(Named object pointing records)
----------------------------------------

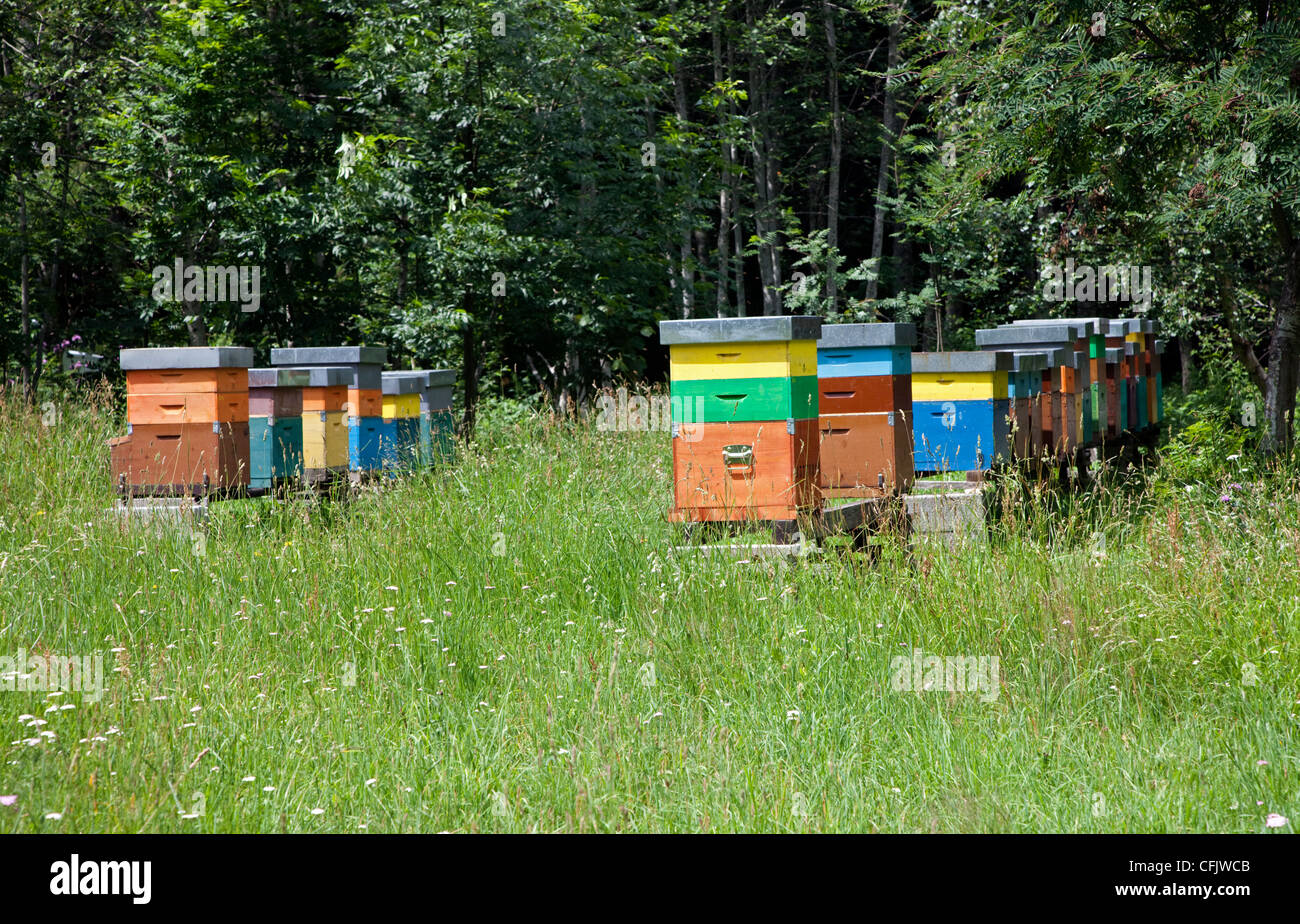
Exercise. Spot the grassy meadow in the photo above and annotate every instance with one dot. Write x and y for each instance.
(508, 645)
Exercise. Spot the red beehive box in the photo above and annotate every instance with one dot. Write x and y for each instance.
(865, 408)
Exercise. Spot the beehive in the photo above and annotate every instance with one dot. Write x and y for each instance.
(1091, 341)
(961, 410)
(1066, 387)
(1117, 391)
(744, 417)
(1126, 386)
(1135, 335)
(1149, 329)
(865, 408)
(187, 420)
(364, 402)
(1025, 387)
(298, 428)
(274, 425)
(436, 423)
(399, 436)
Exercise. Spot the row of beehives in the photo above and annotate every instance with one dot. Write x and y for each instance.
(200, 419)
(771, 413)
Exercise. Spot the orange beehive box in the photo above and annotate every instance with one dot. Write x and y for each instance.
(185, 381)
(745, 469)
(866, 454)
(176, 458)
(198, 407)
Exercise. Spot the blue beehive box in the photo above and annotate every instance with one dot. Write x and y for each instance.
(960, 408)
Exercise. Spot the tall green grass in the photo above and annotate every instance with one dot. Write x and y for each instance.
(510, 643)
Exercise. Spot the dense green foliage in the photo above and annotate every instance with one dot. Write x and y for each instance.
(520, 189)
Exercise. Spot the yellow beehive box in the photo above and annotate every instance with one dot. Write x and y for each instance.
(325, 439)
(776, 359)
(958, 386)
(401, 406)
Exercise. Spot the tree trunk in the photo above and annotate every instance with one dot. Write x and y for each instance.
(888, 130)
(469, 363)
(24, 300)
(766, 218)
(1285, 345)
(724, 192)
(688, 263)
(832, 195)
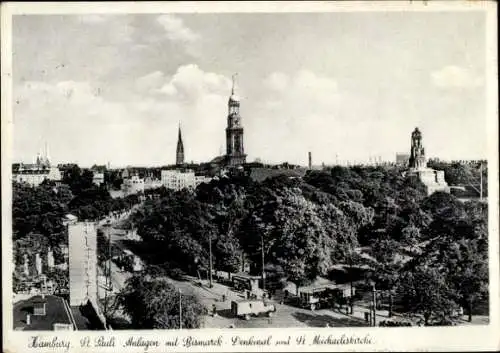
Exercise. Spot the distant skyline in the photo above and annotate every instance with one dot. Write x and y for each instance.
(114, 88)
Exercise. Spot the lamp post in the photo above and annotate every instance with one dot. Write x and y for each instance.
(374, 304)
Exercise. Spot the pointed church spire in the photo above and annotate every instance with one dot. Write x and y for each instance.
(179, 157)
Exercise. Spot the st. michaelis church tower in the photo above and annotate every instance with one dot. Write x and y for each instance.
(235, 153)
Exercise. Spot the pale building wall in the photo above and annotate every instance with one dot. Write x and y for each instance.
(82, 238)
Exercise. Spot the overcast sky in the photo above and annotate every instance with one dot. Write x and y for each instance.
(114, 88)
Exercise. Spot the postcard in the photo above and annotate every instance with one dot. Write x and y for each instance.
(248, 176)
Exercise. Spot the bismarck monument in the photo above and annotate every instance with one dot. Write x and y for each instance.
(432, 179)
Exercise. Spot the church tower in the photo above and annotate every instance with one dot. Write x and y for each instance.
(179, 155)
(235, 154)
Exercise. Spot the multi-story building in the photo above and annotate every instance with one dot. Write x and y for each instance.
(152, 183)
(235, 152)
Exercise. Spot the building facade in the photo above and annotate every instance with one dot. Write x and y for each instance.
(82, 237)
(179, 153)
(235, 152)
(36, 173)
(98, 178)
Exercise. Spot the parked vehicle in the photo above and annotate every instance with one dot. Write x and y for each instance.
(246, 308)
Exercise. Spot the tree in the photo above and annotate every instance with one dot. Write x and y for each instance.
(153, 303)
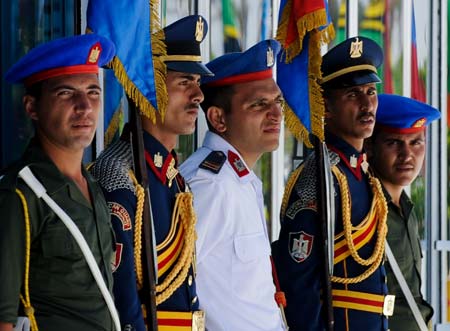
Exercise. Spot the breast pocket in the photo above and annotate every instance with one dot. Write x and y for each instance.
(251, 263)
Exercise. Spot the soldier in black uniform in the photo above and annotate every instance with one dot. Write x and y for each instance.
(174, 218)
(39, 257)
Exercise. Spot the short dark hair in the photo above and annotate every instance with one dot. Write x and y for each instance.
(218, 96)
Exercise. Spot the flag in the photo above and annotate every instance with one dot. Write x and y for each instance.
(133, 26)
(230, 30)
(304, 26)
(373, 26)
(418, 90)
(113, 107)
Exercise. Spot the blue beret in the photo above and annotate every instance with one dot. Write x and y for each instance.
(353, 62)
(254, 64)
(399, 114)
(182, 39)
(71, 55)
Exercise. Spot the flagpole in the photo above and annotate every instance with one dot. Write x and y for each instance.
(326, 223)
(150, 264)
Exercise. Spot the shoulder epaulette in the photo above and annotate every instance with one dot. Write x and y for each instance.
(214, 161)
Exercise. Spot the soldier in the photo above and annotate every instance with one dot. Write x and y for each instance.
(243, 107)
(358, 283)
(396, 153)
(176, 297)
(40, 259)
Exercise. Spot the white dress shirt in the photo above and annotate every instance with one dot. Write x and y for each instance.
(234, 274)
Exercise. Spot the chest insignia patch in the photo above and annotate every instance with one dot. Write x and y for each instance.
(300, 245)
(119, 211)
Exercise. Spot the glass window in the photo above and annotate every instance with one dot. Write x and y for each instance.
(26, 24)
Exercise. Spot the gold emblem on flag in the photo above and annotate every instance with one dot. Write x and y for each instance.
(94, 54)
(199, 30)
(270, 58)
(356, 48)
(157, 160)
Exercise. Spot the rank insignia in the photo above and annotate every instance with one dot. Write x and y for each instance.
(300, 245)
(214, 161)
(237, 164)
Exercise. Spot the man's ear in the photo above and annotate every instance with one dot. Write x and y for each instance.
(216, 117)
(30, 105)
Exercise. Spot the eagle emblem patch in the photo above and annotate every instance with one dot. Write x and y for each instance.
(300, 245)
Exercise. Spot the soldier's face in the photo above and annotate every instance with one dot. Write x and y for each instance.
(66, 113)
(397, 158)
(350, 112)
(184, 101)
(253, 124)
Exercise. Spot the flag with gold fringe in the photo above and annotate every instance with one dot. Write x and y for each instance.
(304, 26)
(134, 28)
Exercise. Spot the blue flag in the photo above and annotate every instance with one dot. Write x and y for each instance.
(131, 25)
(304, 26)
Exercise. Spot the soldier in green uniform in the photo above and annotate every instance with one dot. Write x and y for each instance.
(396, 152)
(43, 271)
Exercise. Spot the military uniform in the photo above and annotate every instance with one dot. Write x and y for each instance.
(233, 252)
(401, 120)
(171, 207)
(403, 237)
(112, 169)
(63, 291)
(358, 281)
(297, 253)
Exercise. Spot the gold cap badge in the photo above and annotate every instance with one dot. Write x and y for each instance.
(94, 54)
(269, 57)
(199, 30)
(356, 48)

----------------------------------------

### [Exercise description]
Can you retype all of the records above word for word, leaving the pictures out?

### [Completed task]
Exercise. Spot the grassy meadow in the photo above and annotate every instance with one dot. Write x and y for each instance.
(508, 645)
Exercise. Spot the red beehive box in the photo above and annotate every instance with one dot. Write x and y for each instance.
(865, 408)
Exercise. Spot the beehive in the photo above and annotate every instance with one dot. Write x and y for each instance.
(1091, 341)
(961, 410)
(1066, 387)
(1117, 391)
(744, 417)
(1126, 386)
(1135, 335)
(1149, 329)
(865, 408)
(187, 420)
(364, 402)
(1025, 387)
(298, 428)
(274, 425)
(436, 423)
(399, 436)
Exercise. Spot the row of beehives in the photo above and annotate every instance with one dot. Write x and y for each instance.
(200, 419)
(771, 413)
Exercise. Spot the orange beehive box in the photo above and annotate every instance with one dot. Write x and y for each instance.
(185, 381)
(745, 469)
(866, 454)
(176, 458)
(198, 407)
Exercise. Spot the blue beehive box in the photo above and annotate every instance with one dot. Write x and y for each instance.
(960, 408)
Exercise. Spot the tall green grass in the photo above and annotate every instance with one dot. Write x and y for each instance.
(510, 643)
Exercise. Spot the dense green foliage in the photo above and annotate every instance with one dot. Write x and y for each instance.
(520, 189)
Exercise. Spot the yellow beehive box in the photo above and annotate every instance with one dot. Write x and y for each instance.
(325, 439)
(776, 359)
(958, 386)
(401, 406)
Exercise. Spot the tree trunk in the photo above and annotate every instance with one dot. Write x and y for each instance.
(888, 130)
(469, 363)
(24, 300)
(766, 218)
(1285, 345)
(724, 192)
(688, 263)
(832, 195)
Exercise. Spot the distant skyline in the photo above and annotate every instance with one dot. Write x and y for each instance.
(114, 88)
Exercise. Spot the lamp post in the photo above and annotate every instance with one dot. Write x and y for each instance.
(374, 304)
Exercise. Spot the pointed church spire in the photo above and annotate every instance with one dot. Write x and y for each instance.
(179, 157)
Exercise. Spot the st. michaelis church tower in the photo above and annotate every instance with one dot. Write x and y for each instance.
(235, 153)
Exercise. Spot the pale building wall in the photo above and annotate every instance with one dot. Write x and y for each instance.
(82, 238)
Exercise. Spot the overcast sky in the photo above and annotate every instance with one dot. Write x and y for each instance.
(114, 88)
Exercise. Spot the postcard in the photo above and annotate every instance with one dot. Write x and y for each instance.
(248, 176)
Exercise. Spot the bismarck monument in the photo above and annotate every instance with one dot. Write x and y for each instance.
(432, 179)
Exercise. Spot the church tower in the photo above and annotate every instance with one dot. Write x and y for each instance.
(179, 155)
(235, 154)
Exercise. Spot the multi-story building in the photo above and annotate every instance with one dot. Write x and y for each instance.
(152, 183)
(235, 152)
Exercise. Spot the building facade in the photo above and annotate every instance with one dot. Write x and y for each instance.
(82, 237)
(179, 153)
(235, 152)
(36, 173)
(98, 178)
Exercise. Spot the parked vehicle in the photo above and annotate every instance with one dot. Write x and y for each instance.
(246, 308)
Exercise. Spot the tree in the photo above and annotate every instance with one dot. Write x and y for each instance.
(153, 303)
Exercise. Spot the breast pocket in the photo above and annotate every instance with one dot. Write x and y for each instance.
(251, 263)
Exercise. Spot the soldier in black uniform in the photo above and annotate every instance with one dot. Write x and y for each instance.
(174, 218)
(39, 257)
Exercise. Spot the short dark hair in the photo above and annotate every instance with one dot. Write x and y for each instance.
(218, 96)
Exercise. Spot the flag in the photo above and annotate every instance with one dot. Write x and y for each instance.
(133, 26)
(230, 30)
(304, 26)
(373, 26)
(418, 90)
(113, 107)
Exercise. Spot the blue beret in the photo above and annotate every instance with one dot. Write x and y for each instance.
(353, 62)
(254, 64)
(399, 114)
(182, 39)
(71, 55)
Exercise. Spot the flagpole in the photo above and annotate every instance with one dot. Write x and y for each instance.
(326, 223)
(150, 264)
Exercise. Spot the shoulder epaulette in the photo above and annotate every instance with one dot. Write x and y for each instance.
(214, 161)
Exercise. Spot the soldier in the photo above and annotate every instance with one dot. Write x and y for each instance.
(243, 107)
(358, 283)
(396, 153)
(176, 297)
(40, 259)
Exercise. Spot the white dress shirt in the photo above and annotate every instance with one dot. Write x and y for each instance.
(234, 274)
Exercise. Spot the chest insignia patch in the photo above and annotate every instance with one dot. Write x and y for each instance.
(300, 245)
(119, 211)
Exercise. Spot the glass window in the photo above and annotate every instance with one dot. Write x and y for each instance.
(26, 24)
Exercise. Spot the gold emblem on flag in the photo above and annotate every instance with one dot. Write x and y for each instance.
(94, 54)
(199, 30)
(270, 58)
(356, 48)
(157, 160)
Exercise. Spot the rank insignia in the photo above and annotate every instance with one dot. Write x and y for each instance.
(300, 245)
(214, 161)
(237, 164)
Exercise. Spot the man's ear in the photo above and annotate every instance with one dot. Write x and y for each instance.
(216, 117)
(30, 105)
Exercise. Spot the eagle emblem patch in the photo above and annotate every instance with one dot. Write x and y for each instance.
(300, 245)
Exercise. Spot the soldier's face in the photo above and annotate every instance with one dot. Write x and y for each instance.
(66, 113)
(397, 158)
(350, 112)
(184, 101)
(253, 124)
Exercise. Spot the flag with gold fringe in the photo above and annotate every instance with one dot. Write x and y for each instance.
(304, 26)
(134, 28)
Exercise. Spot the blue flag in the photo above and annotate every instance with one dot. Write x and y for each instance.
(131, 25)
(304, 26)
Exercise. Spot the soldier in green uniform in the photo above and annotate every instance with one dot. Write x and y for each instance.
(396, 152)
(43, 271)
Exercise. Spot the military uniform in the photo above and annotate every instance with one dot. Write x and y for each instance.
(233, 252)
(401, 120)
(171, 207)
(403, 237)
(112, 169)
(63, 291)
(358, 281)
(297, 253)
Exercise. Spot the gold cap badge in the photo above and annotate every instance with one dot. Write x and y for each instance.
(94, 54)
(269, 57)
(199, 30)
(356, 48)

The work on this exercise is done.